BEGIN RECORD SET

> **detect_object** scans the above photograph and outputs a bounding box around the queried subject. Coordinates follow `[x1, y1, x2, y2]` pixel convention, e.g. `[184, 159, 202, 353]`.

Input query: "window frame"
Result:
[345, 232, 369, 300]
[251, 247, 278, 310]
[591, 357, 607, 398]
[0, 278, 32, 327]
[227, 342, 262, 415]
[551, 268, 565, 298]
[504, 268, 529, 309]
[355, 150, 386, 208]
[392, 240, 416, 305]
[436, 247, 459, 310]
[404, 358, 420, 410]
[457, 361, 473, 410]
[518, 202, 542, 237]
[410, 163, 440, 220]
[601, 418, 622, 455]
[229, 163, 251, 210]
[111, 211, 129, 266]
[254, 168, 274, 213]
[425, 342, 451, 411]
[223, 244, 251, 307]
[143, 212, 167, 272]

END RECORD SET

**SHORT EXERCISE**
Can you rewrite the data above so that "Input query" becomes "Search term" and every other line stays the same?

**TASK RESPONSE**
> **detect_object** scans the above photograph and outputs a bounding box around the queried subject. Coordinates follow `[x1, y1, x2, y2]` pixel convention, e.g. `[184, 159, 202, 353]`.

Search term: "window frame"
Result:
[345, 232, 369, 300]
[251, 247, 278, 310]
[591, 357, 607, 398]
[0, 278, 32, 327]
[227, 342, 262, 415]
[551, 268, 565, 298]
[504, 268, 529, 309]
[355, 150, 386, 208]
[392, 240, 416, 305]
[436, 247, 459, 310]
[404, 358, 420, 410]
[457, 361, 473, 410]
[518, 202, 542, 237]
[410, 163, 440, 220]
[601, 418, 622, 455]
[229, 163, 251, 210]
[111, 211, 129, 266]
[254, 168, 274, 213]
[425, 342, 451, 411]
[223, 244, 251, 307]
[143, 212, 167, 272]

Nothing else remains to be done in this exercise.